> [Selected text]:
....

1 Introduction and Main Results

Yang’s Conjecture on the periodicity of transcendental entire functions, proposed in [8] and [15, Conj. 1.1], has recently prompted intensive research activity in the field of periodic entire functions, see, e.g., [10,11,12, 15], which include results both on Yang’s Conjecture and its difference version. For related problems on the periodicity of transcendental meromorphic functions, we refer the reader to [1, 4,5,6, 9, 13, 14, 16, 17].

Yang’s Conjecture. Let f(z) be a transcendental entire function and k be a positive integer. If \(f(z)f^{(k)}(z)\) is a periodic function, then f(z) is also a periodic function.

The generalized Yang’s Conjecture has been considered by Liu, Wei and Yu [10].

Generalized Yang’s Conjecture. Let f(z) be a transcendental entire function and nk be positive integers. If \(f(z)^{n}f^{(k)}(z)\) is a periodic function, then f(z) is also a periodic function.

Liu, Wei and Yu [10, Thm. 1.2] have shown that if f is a transcendental entire function and, in addition, if \(k = 1\), or if \(f(z) = e^{h(z)}\) where h(z) is a non-constant polynomial, or if f(z) has a non-zero Picard exceptional value and f(z) is of finite order, then the Generalized Yang’s Conjecture is true. The aforementioned conjectures and results are all concerned with transcendental entire functions. The following results are, to the best of our knowledge, the first to address the meromorphic case. In addition, we allow the exponent n to have negative values as an extension of the Generalized Yang’s Conjecture. Actually, we consider the following question.

Question 1 Let f(z) be a transcendental meromorphic function, let \(n\in {\mathbb {Z}}\), and let \(k\in {\mathbb {N}}\). If \(f(z)^{n}f^{(k)}(z)\) is a periodic function, does it follow that f(z) is also a periodic function?

Our first theorem gives a complete description of the case \(k=1\) of Question 1.

Theorem 1.1

Let f(z) be a transcendental meromorphic function and \(n\in {\mathbb {Z}}\). Suppose that \(f(z)^{n}f'(z)\) is a periodic function with period c.

  1. (1)

    If \(n\ge 1\) or \(n\le -3\), then f(z) is a periodic function with period \((n+1)c\).

  2. (2)

    If \(n=0\), then \(f(z)=\varphi (z)+Az/c\), where \(\varphi (z)\) is a periodic function with period c and A is a constant.

  3. (3)

    If \(n=-1\), then \(f(z)=e^{Az/c}\varphi (z)\), where \(\varphi (z)\) is a periodic function with period c and A is a constant.

  4. (4)

    If \(n=-2\), then \(f(z)=1/(\varphi (z)+Az/c)\), where \(\varphi (z)\) is a periodic function with period c and A is a constant. Furthermore, if f(z) is transcendental entire, then f(z) is a periodic function with period c.

....

> [Written task A]: Which lines of the records contain the string "white"? Return each of those lines in full.

....

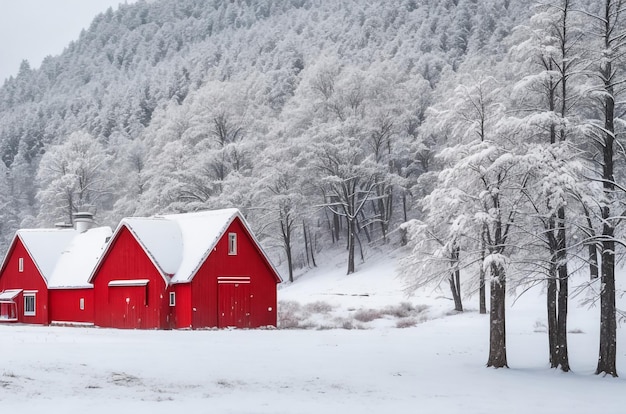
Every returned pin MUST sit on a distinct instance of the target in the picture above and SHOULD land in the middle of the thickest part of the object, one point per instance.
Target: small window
(232, 244)
(29, 304)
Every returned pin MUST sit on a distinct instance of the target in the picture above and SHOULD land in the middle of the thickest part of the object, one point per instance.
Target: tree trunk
(552, 321)
(482, 289)
(306, 243)
(350, 246)
(562, 359)
(594, 272)
(455, 281)
(608, 324)
(497, 325)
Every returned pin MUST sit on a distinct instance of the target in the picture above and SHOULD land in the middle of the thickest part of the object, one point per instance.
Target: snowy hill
(438, 365)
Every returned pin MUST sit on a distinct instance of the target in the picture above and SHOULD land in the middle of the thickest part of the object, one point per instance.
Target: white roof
(45, 247)
(9, 295)
(64, 257)
(160, 238)
(179, 243)
(79, 258)
(200, 233)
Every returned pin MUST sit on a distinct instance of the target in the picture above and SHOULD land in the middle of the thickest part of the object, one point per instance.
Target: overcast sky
(34, 29)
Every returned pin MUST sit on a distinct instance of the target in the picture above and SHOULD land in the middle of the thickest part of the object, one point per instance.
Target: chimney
(83, 221)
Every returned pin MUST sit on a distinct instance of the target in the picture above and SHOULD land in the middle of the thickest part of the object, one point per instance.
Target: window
(232, 244)
(29, 304)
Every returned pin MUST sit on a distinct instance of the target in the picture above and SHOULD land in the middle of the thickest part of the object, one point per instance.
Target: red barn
(193, 270)
(43, 277)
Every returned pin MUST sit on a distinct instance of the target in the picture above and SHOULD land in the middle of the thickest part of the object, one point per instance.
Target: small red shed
(193, 270)
(43, 277)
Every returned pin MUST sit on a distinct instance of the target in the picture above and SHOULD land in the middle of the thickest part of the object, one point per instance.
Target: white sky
(34, 29)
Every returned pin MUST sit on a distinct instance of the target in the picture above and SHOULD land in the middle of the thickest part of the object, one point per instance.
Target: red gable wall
(133, 307)
(208, 298)
(65, 305)
(30, 280)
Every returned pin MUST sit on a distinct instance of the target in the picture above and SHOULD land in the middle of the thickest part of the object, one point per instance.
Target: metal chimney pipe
(83, 221)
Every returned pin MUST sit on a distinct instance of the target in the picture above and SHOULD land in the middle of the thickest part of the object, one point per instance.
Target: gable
(124, 247)
(43, 246)
(79, 258)
(221, 237)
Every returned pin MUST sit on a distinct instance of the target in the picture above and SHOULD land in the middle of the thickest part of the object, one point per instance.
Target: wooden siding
(134, 307)
(29, 280)
(248, 262)
(65, 305)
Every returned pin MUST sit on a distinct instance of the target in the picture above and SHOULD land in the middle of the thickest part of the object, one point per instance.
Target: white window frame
(232, 244)
(27, 311)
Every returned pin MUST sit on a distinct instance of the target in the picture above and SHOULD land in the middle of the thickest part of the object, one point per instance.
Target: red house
(193, 270)
(43, 277)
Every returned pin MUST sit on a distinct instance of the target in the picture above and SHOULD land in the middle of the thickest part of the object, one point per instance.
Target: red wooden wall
(28, 280)
(64, 305)
(248, 262)
(134, 307)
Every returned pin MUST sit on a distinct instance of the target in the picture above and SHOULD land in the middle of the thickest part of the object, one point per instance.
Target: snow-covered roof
(45, 247)
(200, 233)
(178, 243)
(79, 258)
(64, 257)
(160, 238)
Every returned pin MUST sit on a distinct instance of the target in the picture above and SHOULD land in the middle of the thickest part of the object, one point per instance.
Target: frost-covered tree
(72, 178)
(550, 52)
(607, 30)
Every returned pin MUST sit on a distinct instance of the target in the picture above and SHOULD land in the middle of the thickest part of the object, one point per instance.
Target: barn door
(127, 303)
(233, 297)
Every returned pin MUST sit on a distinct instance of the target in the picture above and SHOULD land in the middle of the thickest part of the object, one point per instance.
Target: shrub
(318, 307)
(406, 323)
(368, 315)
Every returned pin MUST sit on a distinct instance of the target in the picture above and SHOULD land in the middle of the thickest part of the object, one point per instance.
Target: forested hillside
(281, 108)
(488, 135)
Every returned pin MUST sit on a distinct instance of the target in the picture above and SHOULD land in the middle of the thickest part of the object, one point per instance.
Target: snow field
(436, 366)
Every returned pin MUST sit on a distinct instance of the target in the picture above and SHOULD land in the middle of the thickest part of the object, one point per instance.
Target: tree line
(530, 182)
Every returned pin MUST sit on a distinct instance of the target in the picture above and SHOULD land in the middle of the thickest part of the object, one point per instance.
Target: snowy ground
(435, 366)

....

> [Written task B]:
Answer these questions from the introduction on Yang's Conjecture:
(i) Which authors considered the Generalized Yang's Conjecture?
(ii) In Theorem 1.1, for which values of n is f(z) a periodic function with period (n+1)c?
(iii) In Theorem 1.1 for n = −2, what further condition on f(z) makes it a periodic function with period c?

> [Written response A]:
Target: white roof
Target: white sky
Target: white window frame

> [Written response B]:
(i) Liu, Wei and Yu.
(ii) n ≥ 1 or n ≤ −3.
(iii) f(z) being transcendental entire.